# SUPPLIED DATA
++++++++

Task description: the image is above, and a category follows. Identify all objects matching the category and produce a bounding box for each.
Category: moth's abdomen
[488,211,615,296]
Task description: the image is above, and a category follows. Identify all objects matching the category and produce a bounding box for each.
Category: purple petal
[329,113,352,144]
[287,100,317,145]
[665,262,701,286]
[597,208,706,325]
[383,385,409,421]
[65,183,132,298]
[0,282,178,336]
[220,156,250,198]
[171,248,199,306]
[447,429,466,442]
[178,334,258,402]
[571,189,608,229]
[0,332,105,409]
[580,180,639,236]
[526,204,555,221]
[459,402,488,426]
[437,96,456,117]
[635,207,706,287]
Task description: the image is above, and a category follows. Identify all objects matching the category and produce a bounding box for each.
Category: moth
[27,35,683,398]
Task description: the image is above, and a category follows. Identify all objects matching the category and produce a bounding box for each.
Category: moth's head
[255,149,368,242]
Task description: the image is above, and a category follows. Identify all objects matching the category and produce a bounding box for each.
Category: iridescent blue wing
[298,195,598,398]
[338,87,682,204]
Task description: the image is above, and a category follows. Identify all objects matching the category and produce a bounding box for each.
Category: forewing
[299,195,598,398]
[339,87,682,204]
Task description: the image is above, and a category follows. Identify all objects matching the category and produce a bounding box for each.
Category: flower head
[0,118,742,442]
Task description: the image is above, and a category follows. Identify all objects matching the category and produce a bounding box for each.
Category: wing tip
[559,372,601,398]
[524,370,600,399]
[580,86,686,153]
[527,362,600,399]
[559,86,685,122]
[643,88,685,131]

++++++++

# TASK
Print each record from the listing above exactly as it was given.

# EXERCISE SOLUTION
Task description: the image is above, and a category follows. Identify all objects matching the category and produce a bounding box for each.
Category: moth's abdomen
[488,211,615,296]
Task description: the image is above, and a category follows. Identify all objects matching the category and produce a bounding box for each.
Category: purple petal
[329,113,352,144]
[287,100,317,145]
[665,262,701,286]
[597,208,706,325]
[383,385,409,421]
[65,183,132,298]
[0,282,178,336]
[220,156,250,198]
[171,248,199,306]
[447,429,466,442]
[178,334,258,402]
[571,189,608,229]
[0,332,105,409]
[580,180,639,236]
[526,204,555,221]
[459,402,488,426]
[437,96,456,117]
[635,207,706,287]
Task description: the image is above, and a category follows. Identify all objects matching the category and produce a bounding box for each.
Category: moth
[27,35,683,398]
Task description: the image is above, and a category follows. Identify all objects matching the category and produce a bounding box for each.
Category: moth's head
[255,149,368,242]
Task description: the image is above, and a category follows. Identify all objects matching the category and produce a bounding box for each.
Category: iridescent blue wing
[298,195,598,398]
[338,87,682,204]
Task description: the image is above, and a category follows. Identify all objects matching the category and produce a bounding box for each.
Category: forewing
[299,195,598,398]
[339,87,682,204]
Task description: the image is above, and a category follows. Identify all objects matching the category and produce a bounding box for each.
Category: flower head
[0,118,742,442]
Task description: the image is above, and a category follows. Identify all objects matching the category and produce a bounding box for each.
Category: wing tip
[559,372,601,398]
[524,370,600,399]
[580,86,686,153]
[527,362,600,399]
[559,86,685,122]
[643,88,685,131]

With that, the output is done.